Reproduce the material below in full, switching each occurrence of "report" to "give" and leaving all other text unchanged.
::::
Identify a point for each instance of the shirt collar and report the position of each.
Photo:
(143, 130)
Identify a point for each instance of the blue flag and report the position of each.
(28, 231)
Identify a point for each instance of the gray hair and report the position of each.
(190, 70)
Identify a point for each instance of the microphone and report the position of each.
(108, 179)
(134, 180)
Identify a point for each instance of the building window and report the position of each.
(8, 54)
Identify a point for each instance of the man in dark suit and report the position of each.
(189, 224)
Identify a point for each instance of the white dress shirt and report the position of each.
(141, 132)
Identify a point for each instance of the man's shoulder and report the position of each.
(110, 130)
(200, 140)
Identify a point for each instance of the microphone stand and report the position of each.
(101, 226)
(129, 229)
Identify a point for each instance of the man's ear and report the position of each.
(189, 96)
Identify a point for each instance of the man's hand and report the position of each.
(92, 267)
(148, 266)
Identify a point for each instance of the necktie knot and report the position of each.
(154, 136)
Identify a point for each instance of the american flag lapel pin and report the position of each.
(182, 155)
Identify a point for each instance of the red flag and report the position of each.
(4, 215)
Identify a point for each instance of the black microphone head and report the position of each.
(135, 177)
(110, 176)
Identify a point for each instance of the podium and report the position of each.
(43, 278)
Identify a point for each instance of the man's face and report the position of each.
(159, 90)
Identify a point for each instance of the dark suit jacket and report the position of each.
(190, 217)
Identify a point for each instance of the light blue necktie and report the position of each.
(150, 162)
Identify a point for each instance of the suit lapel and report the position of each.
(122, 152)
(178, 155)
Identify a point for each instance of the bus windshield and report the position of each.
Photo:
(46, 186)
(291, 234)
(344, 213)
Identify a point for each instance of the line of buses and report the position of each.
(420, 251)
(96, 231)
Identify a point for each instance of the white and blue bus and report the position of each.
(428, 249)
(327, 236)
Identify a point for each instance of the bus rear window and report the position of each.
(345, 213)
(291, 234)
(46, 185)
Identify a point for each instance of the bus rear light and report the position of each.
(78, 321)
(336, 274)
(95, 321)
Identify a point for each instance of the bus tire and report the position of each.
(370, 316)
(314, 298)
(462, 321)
::::
» COMPLETED TASK
Identify a point for each instance of the shirt collar and give the position of each.
Photo:
(143, 130)
Identify a point for each instance of the blue flag and give the position of each.
(28, 231)
Identify a point for each instance of the gray hair and give the position of each.
(190, 70)
Identify a point for each instance of the microphone and give the position of each.
(108, 179)
(134, 180)
Identify a point for each instance of the building window and give the position of each.
(8, 54)
Identify a point for each instance of the man in dark suit and give the position of each.
(189, 224)
Identify a point for each instance of the white dress shirt and give the position of each.
(141, 132)
Identify a point for each instance of the man's shoulder and give the position of each.
(110, 130)
(200, 140)
Identify a point for each instance of the microphone stand and give the position of each.
(101, 226)
(129, 229)
Identify a point for each instance of the man's ear and give the position of each.
(189, 96)
Identify a point for each instance of the man's hand and give the position of each.
(92, 267)
(148, 266)
Identify a point for each instance of the necktie knot and give the position of each.
(154, 136)
Identify a point for each instance of the american flag lapel pin and give the position of each.
(182, 155)
Identify a point for each instance of the red flag and give the position of each.
(4, 215)
Identify a point for each instance of the black microphone head and give the position of each.
(135, 177)
(110, 176)
Identify a point for each instance of the podium and give the position of each.
(43, 278)
Identify a point for each instance of the man's face and give the position of each.
(159, 90)
Identify a point for each instance of the dark suit jacket and give the position of each.
(190, 217)
Identify a point for each instance of the light blue necktie and give the position of each.
(150, 162)
Identify a point for each instance of the suit lapel and give the position of each.
(122, 152)
(178, 155)
Identify a point for each instance of the bus windshield and give the position of each.
Photo:
(46, 186)
(291, 234)
(344, 213)
Identify a point for each instance of the line of buses and give the position of each.
(420, 251)
(96, 231)
Identify a point for each instance of the white and blue bus and give the position of each.
(428, 249)
(327, 236)
Identify a point for each instance of the bus rear window and give the position of each.
(345, 213)
(291, 234)
(46, 185)
Identify a point for each instance of the bus rear light and give the position of each.
(78, 321)
(336, 274)
(95, 321)
Identify a point for each instance of the bus tire and give the position of each.
(370, 316)
(314, 298)
(462, 321)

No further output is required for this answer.